Supplied records:
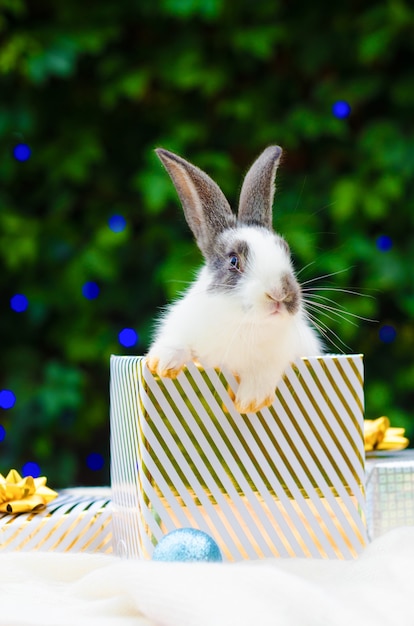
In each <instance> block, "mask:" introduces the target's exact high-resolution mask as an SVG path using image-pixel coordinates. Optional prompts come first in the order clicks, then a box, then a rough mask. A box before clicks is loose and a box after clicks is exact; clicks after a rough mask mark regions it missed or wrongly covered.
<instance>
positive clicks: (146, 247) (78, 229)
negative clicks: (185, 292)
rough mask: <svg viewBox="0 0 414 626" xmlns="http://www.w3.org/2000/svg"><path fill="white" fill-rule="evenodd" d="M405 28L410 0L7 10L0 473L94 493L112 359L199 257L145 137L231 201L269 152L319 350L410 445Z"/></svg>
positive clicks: (2, 89) (174, 197)
mask: <svg viewBox="0 0 414 626" xmlns="http://www.w3.org/2000/svg"><path fill="white" fill-rule="evenodd" d="M413 32H414V6H413V4H412V2H409V0H388V1H384V2H373V1H370V0H364V2H361V1H358V0H351V1H350V2H346V3H332V2H328V1H327V0H315V2H312V3H309V2H304V1H302V2H287V1H283V0H256V1H255V2H252V1H251V0H239V1H238V2H226V1H225V0H158V1H155V0H113V1H112V0H106V1H105V0H102V1H101V2H85V1H80V0H71V1H70V2H55V1H52V0H37V1H36V2H29V0H0V267H1V273H0V285H1V288H0V294H1V296H0V307H1V314H0V346H1V349H0V472H2V473H5V472H7V471H8V470H9V469H10V468H11V467H15V468H16V469H18V470H19V471H23V473H32V474H33V475H37V474H39V473H41V474H46V475H47V476H48V478H49V484H50V485H51V486H52V487H55V488H57V487H64V486H68V485H74V484H79V485H81V484H83V485H92V484H95V485H100V484H109V358H110V355H111V354H143V353H144V352H145V351H146V349H147V347H148V345H149V341H150V336H151V329H152V327H153V322H154V319H155V317H156V316H157V314H158V312H159V309H160V307H162V306H163V305H165V303H166V302H168V301H170V300H171V299H172V298H174V296H175V295H176V294H177V293H178V292H179V291H180V290H181V289H182V287H183V283H182V281H187V280H190V279H191V278H192V276H193V273H194V269H195V268H196V267H197V266H198V265H199V264H200V263H201V257H200V253H199V252H198V249H197V248H196V246H195V244H194V243H193V241H192V238H191V234H190V232H189V229H188V228H187V225H186V223H185V221H184V218H183V215H182V210H181V207H180V205H179V202H178V199H177V197H176V193H175V190H174V188H173V186H172V184H171V182H170V179H169V177H168V175H167V174H166V172H165V171H164V170H163V168H162V167H161V164H160V163H159V161H158V160H157V158H156V156H155V155H154V148H155V147H157V146H163V147H165V148H167V149H170V150H173V151H176V152H178V153H179V154H181V155H182V156H184V157H185V158H187V159H188V160H190V161H192V162H193V163H195V164H197V165H198V166H200V167H201V168H202V169H204V170H205V171H207V172H208V173H209V174H210V176H211V177H212V178H213V179H214V180H216V181H217V182H218V184H219V185H220V186H221V187H222V189H223V191H224V192H225V193H226V195H227V197H228V198H229V200H230V202H231V203H232V205H233V206H235V205H236V204H237V199H238V193H239V189H240V185H241V181H242V177H243V175H244V173H245V172H246V170H247V169H248V167H249V165H250V164H251V163H252V161H253V160H254V159H255V158H256V156H258V154H259V153H260V152H261V151H262V150H263V149H264V148H265V147H266V146H267V145H269V144H272V143H277V144H280V145H281V146H282V147H283V148H284V151H285V156H284V161H283V164H282V166H281V167H280V168H279V173H278V179H277V182H278V190H277V196H276V202H275V211H274V225H275V228H276V230H277V231H278V232H280V233H282V234H283V235H284V236H285V237H286V238H287V240H288V241H289V243H290V245H291V248H292V252H293V255H294V262H295V267H296V268H297V270H298V271H301V273H300V278H301V280H302V281H313V282H311V283H308V286H309V287H310V286H312V287H314V288H315V294H317V295H319V299H318V297H317V298H316V301H317V302H319V304H326V305H327V306H328V307H335V306H338V307H339V308H340V312H339V315H336V314H335V311H333V310H332V309H330V308H328V309H326V310H325V311H323V309H321V308H320V307H319V309H318V312H317V313H316V314H317V317H318V319H319V320H320V324H321V329H322V331H324V333H325V334H327V335H328V339H329V337H330V338H331V340H332V343H329V342H328V341H327V347H328V349H329V350H330V351H332V352H341V351H343V352H356V353H361V352H362V353H364V355H365V374H366V387H365V393H366V417H367V418H371V419H372V418H376V417H379V416H381V415H388V416H389V418H390V419H391V422H392V425H393V426H403V427H405V428H406V429H407V434H408V436H410V437H411V438H412V441H413V442H414V421H413V402H414V393H413V388H414V358H413V353H414V324H413V320H414V279H413V263H414V236H413V232H414V230H413V225H414V125H413V110H414V70H413V67H414V37H413ZM326 275H328V276H326ZM329 275H330V276H329ZM318 277H324V278H321V279H320V280H314V279H316V278H318ZM316 288H319V289H320V291H316ZM326 289H329V290H326ZM340 290H344V291H340ZM323 298H327V300H324V299H323ZM341 311H342V312H341ZM354 316H359V317H361V318H367V319H359V317H354ZM368 320H376V321H375V322H371V321H368Z"/></svg>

Required work: Please turn every line of the items above into one numbered list, leaving out blank lines and the pictures.

Written answer:
1. In each <instance> block, "mask:" introduces the target's exact high-resolution mask as an SVG path using image-pixel coordinates. Optional prompts come first in the order clicks, then a box, then a rough mask. A box before clicks is loose and a box after clicks is exact; clicks after a rough mask mark regions it missed or wrongly covered.
2. <instance>
3. positive clicks: (146, 247) (78, 229)
4. negative clicks: (185, 292)
5. rough mask: <svg viewBox="0 0 414 626" xmlns="http://www.w3.org/2000/svg"><path fill="white" fill-rule="evenodd" d="M405 28L410 0L7 10L0 473L94 493L112 359L199 257L145 137L231 201L269 152L319 350L410 445Z"/></svg>
6. positive clicks: (2, 89) (174, 197)
7. mask: <svg viewBox="0 0 414 626" xmlns="http://www.w3.org/2000/svg"><path fill="white" fill-rule="evenodd" d="M413 32H414V6H413V4H412V2H409V0H388V1H384V2H373V1H370V0H364V2H361V1H358V0H351V1H350V2H346V3H332V2H328V1H327V0H315V2H312V3H309V2H304V1H302V2H287V1H283V0H256V1H255V2H252V1H251V0H239V1H238V2H226V1H225V0H158V1H155V0H113V1H112V0H106V1H105V0H102V1H101V2H85V1H80V0H71V1H70V2H55V1H52V0H37V1H36V2H29V0H0V267H1V273H0V285H1V288H0V294H1V296H0V307H1V314H0V346H1V349H0V472H2V473H5V472H7V471H8V470H9V469H10V468H11V467H15V468H16V469H18V470H19V471H23V473H32V474H33V475H37V474H39V473H41V474H46V475H47V476H48V478H49V484H50V485H51V486H52V487H55V488H57V487H64V486H68V485H74V484H79V485H81V484H83V485H92V484H95V485H100V484H109V358H110V355H111V354H143V353H144V352H145V351H146V349H147V347H148V345H149V341H150V336H151V329H152V327H153V322H154V319H155V317H156V316H157V314H158V312H159V309H160V307H162V306H163V305H165V303H166V302H168V301H170V300H171V299H172V298H174V296H175V295H176V294H177V293H178V292H179V291H180V290H181V289H182V287H183V283H182V281H187V280H190V279H191V278H192V276H193V273H194V269H195V268H196V267H197V266H198V265H199V264H200V263H201V257H200V253H199V252H198V249H197V248H196V246H195V244H194V243H193V241H192V238H191V234H190V232H189V229H188V228H187V225H186V223H185V221H184V218H183V215H182V210H181V207H180V205H179V202H178V199H177V197H176V193H175V190H174V188H173V186H172V184H171V182H170V179H169V177H168V175H167V174H166V172H165V171H164V170H163V168H162V167H161V164H160V163H159V161H158V160H157V158H156V156H155V155H154V148H155V147H157V146H163V147H165V148H167V149H170V150H173V151H176V152H178V153H179V154H181V155H182V156H184V157H185V158H187V159H188V160H190V161H192V162H193V163H195V164H197V165H198V166H200V167H201V168H202V169H204V170H205V171H207V172H208V173H209V174H210V176H211V177H212V178H213V179H214V180H216V181H217V182H218V184H219V185H220V186H221V187H222V189H223V191H224V192H225V193H226V195H227V197H228V198H229V200H230V202H231V203H232V205H233V206H235V205H236V204H237V199H238V193H239V189H240V185H241V181H242V177H243V175H244V173H245V172H246V170H247V169H248V167H249V165H250V164H251V163H252V161H253V160H254V159H255V158H256V156H258V154H259V153H260V152H261V151H262V150H263V149H264V148H265V147H266V146H267V145H269V144H272V143H277V144H280V145H281V146H282V147H283V148H284V151H285V156H284V161H283V164H282V166H281V167H280V168H279V173H278V179H277V182H278V190H277V196H276V202H275V211H274V225H275V228H276V230H277V231H278V232H280V233H282V234H283V235H284V236H285V237H286V238H287V240H288V241H289V243H290V245H291V248H292V252H293V255H294V262H295V267H296V268H297V270H298V271H301V273H300V278H301V280H302V281H313V282H311V283H308V286H309V287H310V286H312V287H314V288H315V294H317V295H319V299H318V297H317V298H316V301H317V302H319V304H326V305H327V306H328V307H335V306H338V307H339V308H340V312H339V315H336V314H335V311H333V310H332V309H330V308H328V309H326V310H325V311H323V309H321V308H320V307H319V309H318V312H317V313H316V314H317V317H318V319H319V320H320V324H321V329H322V331H324V333H325V334H327V335H328V339H329V337H330V338H331V340H332V343H329V342H328V341H327V347H328V349H329V350H330V351H332V352H341V351H343V352H356V353H361V352H362V353H364V355H365V374H366V387H365V393H366V417H367V418H371V419H372V418H376V417H379V416H381V415H388V416H389V418H390V419H391V422H392V425H393V426H403V427H405V428H406V429H407V434H408V436H410V437H411V438H412V441H413V442H414V421H413V402H414V393H413V388H414V358H413V353H414V324H413V320H414V279H413V263H414V236H413V232H414V230H413V225H414V125H413V110H414V70H413V67H414V37H413ZM326 275H328V276H326ZM329 275H330V276H329ZM318 277H324V278H321V279H320V280H314V279H316V278H318ZM316 288H319V289H320V291H316ZM326 289H329V290H326ZM340 290H344V291H340ZM323 298H327V300H324V299H323ZM341 311H342V312H341ZM354 316H359V317H361V318H367V319H359V317H354ZM368 320H376V321H375V322H371V321H368Z"/></svg>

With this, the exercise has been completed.